**DOCUMENT SEGMENT:**

┌──

I think that since BFS uses a Queue, "push" and "pop" are wrong (stacks, LIFO): a queue uses "enqueue" and "dequeue". Edited. --Folletto 16:00, 21 Jun 2005 (UTC)
"Since all nodes discovered so far have to be saved, the space complexity of breadth-first search is O(|V| + |E|)." I don't see it. Where does the |E| come from?
[edit] Pseudocode
The pseudocode looks funny, and a little too close to an actual implementation. I have taken liberty to modify it a little.
[edit] Djisktra's Algorithm vs. BFS
When BFS is used with a priority queue, it is a total algorithm to find the shortest path between any two nodes in a weighted graph. Clearly, therefore, finding the shortest path between two nodes in a weighted graph is an application of BFS.
Somebody deleted this application because they felt that this should be an application of Djisktra's Algorithm instead. What is the logic here? Clearly it is an application of both DA and BFS. DA is an optimization of the backtracing step of BFS, so you don't have to use back-pointers to remember how you got to the destination. The distinction between BFS and DA therefore has little to do with whether or not the graph is weighted. Finally, BFS is much easier to remember than DA, so BFS is undoubtedly the more popular algorithm to find shortest paths in any graph (weighted or unweighted). Therefore this application should be listed.
- Hi, I think I was the one who deleted that passage. Why I did it? BFS simply does not find a shortest path in a weighted graph! It finds the path that has the fewest number of edges, but if edges have edge weights, BFS will find an arbitrary expensive path of n edges instead of the cheap path that has n+1 edges. Therefore BFS is not an application for finding a shortest path in a weighted graph simply because it computes absolute nonsense if run on a weighted graph. BFS will always find the path that has the fewest number of nodes which just happens to be the shortest path if all weights are the same. You certainly can modify BFS to use a priority queue instead of a normal queue so that it then really finds a shortest path. But then DFS is the same as BFS just with a stack instead of a queue. So you would have to add the part about shortest paths in the DFS article, too. All three algorithms differ (mainly) only by just the datastructure used to save the nodes in, but their output is absolutely different. --Regnaron 21:14, 26 September 2006 (UTC)

└──

**GIVEN DATA:**
┌──

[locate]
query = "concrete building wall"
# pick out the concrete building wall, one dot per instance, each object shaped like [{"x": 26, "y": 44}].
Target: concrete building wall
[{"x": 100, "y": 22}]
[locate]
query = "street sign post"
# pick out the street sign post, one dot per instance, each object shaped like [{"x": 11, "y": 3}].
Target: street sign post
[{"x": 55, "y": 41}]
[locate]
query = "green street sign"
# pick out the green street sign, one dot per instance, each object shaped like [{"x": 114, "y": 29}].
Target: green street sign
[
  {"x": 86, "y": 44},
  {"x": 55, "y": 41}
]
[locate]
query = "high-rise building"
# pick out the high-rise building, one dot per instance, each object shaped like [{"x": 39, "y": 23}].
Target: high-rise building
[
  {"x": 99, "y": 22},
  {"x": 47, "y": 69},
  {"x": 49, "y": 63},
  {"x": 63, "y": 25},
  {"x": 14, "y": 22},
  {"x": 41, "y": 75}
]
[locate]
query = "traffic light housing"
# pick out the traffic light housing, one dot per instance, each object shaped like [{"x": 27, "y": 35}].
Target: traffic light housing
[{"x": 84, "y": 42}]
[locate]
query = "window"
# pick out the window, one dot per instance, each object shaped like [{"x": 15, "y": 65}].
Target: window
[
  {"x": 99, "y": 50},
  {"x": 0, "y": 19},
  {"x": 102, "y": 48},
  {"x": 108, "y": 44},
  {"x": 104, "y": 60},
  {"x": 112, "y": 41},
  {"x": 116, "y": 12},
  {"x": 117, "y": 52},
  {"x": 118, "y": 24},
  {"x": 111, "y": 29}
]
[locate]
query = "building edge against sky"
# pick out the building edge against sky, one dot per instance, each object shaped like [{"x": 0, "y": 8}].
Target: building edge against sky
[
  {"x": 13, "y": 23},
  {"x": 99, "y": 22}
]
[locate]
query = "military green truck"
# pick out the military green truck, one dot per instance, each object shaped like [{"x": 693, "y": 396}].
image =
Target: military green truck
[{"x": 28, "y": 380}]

└──

**DIRECTIONS:**
**1.** Collect every line of the records that contains the string "truck", treating uppercase and lowercase as different.
**2.** Carry the breadth-first search discussion forward from its last sentence.
The breadth-first search discussion has no connection to the records.

**WRITTEN ANSWERS:**
**1.**
query = "military green truck"
# pick out the military green truck, one dot per instance, each object shaped like [{"x": 693, "y": 396}].
Target: military green truck

**2.**
The original formulation of BFS did not restrict the queue to be a FIFO queue. If you use BFS with a FIFO queue on a weighted graph then you're effectively discarding the edge weights. That's why you get a different result from the algorithm with a priority queue versus FIFO queue: you're changing the input. DFS is completely different because you get a result that you won't get merely by changing the inputs. BFS has been used with a priority queue in scheduling simulators long before Djikstra's algorithm got its name. It is not limited to unweighted graphs!
- If you use BFS with a FIFO queue on a weighted graph then you're effectively discarding the edge weights. That's why you get a different result from the algorithm with a priority queue versus FIFO queue: you're changing the input. And exactly that result you get is wrong. It is not a shortest path but the path with fewest nodes. If you use it with a priority queue, the result is correct, but then, where is the difference to Dijkstras algorithm? Find the vertex that is first in the queue, update its value and never look at it again. Just the same as Dijkstra. --Regnaron 05:43, 4 October 2006 (UTC)